* What needs to be done *
Reproduce the following lines verbatim, changing nothing.
= = = =
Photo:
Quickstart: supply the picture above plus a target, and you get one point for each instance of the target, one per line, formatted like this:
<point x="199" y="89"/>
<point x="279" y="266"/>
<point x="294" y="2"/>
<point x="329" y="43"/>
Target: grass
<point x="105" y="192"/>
= = = =
* Exercise output *
Photo:
Quickstart: supply the picture above plus a target, and you get one point for each instance of the target, one per line, formatted like this:
<point x="199" y="89"/>
<point x="279" y="266"/>
<point x="294" y="2"/>
<point x="329" y="43"/>
Target: grass
<point x="105" y="192"/>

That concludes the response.